§ Given task
Update the records below by changing every "per instance" to "for each instance", and give them back with nothing else changed.

**** Record extracts

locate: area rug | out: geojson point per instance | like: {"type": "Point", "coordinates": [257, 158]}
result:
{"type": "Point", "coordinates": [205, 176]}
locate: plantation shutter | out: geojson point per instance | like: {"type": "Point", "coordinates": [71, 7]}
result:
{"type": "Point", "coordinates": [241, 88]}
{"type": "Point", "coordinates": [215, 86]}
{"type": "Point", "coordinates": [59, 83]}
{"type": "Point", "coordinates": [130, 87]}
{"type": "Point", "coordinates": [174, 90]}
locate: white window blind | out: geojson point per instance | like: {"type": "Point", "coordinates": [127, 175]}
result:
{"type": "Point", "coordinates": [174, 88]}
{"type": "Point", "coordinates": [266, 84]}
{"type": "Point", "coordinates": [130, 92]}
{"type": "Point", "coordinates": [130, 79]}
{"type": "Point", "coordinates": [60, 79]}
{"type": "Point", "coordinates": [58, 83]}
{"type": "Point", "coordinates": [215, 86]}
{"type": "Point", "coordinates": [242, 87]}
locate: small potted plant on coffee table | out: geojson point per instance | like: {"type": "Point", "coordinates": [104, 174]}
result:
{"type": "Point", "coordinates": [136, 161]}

********

§ The result
locate: area rug | out: geojson point for each instance | like: {"type": "Point", "coordinates": [257, 158]}
result:
{"type": "Point", "coordinates": [205, 176]}
locate: plantation shutter | out: geojson point for each instance | like: {"type": "Point", "coordinates": [71, 7]}
result:
{"type": "Point", "coordinates": [241, 88]}
{"type": "Point", "coordinates": [215, 86]}
{"type": "Point", "coordinates": [59, 83]}
{"type": "Point", "coordinates": [130, 87]}
{"type": "Point", "coordinates": [174, 90]}
locate: white window blind | out: geojson point for each instance | like: {"type": "Point", "coordinates": [127, 175]}
result:
{"type": "Point", "coordinates": [174, 88]}
{"type": "Point", "coordinates": [266, 84]}
{"type": "Point", "coordinates": [130, 92]}
{"type": "Point", "coordinates": [130, 79]}
{"type": "Point", "coordinates": [60, 79]}
{"type": "Point", "coordinates": [58, 83]}
{"type": "Point", "coordinates": [215, 86]}
{"type": "Point", "coordinates": [242, 87]}
locate: small potted plant on coffee table | out: geojson point for each instance | like: {"type": "Point", "coordinates": [104, 174]}
result:
{"type": "Point", "coordinates": [136, 161]}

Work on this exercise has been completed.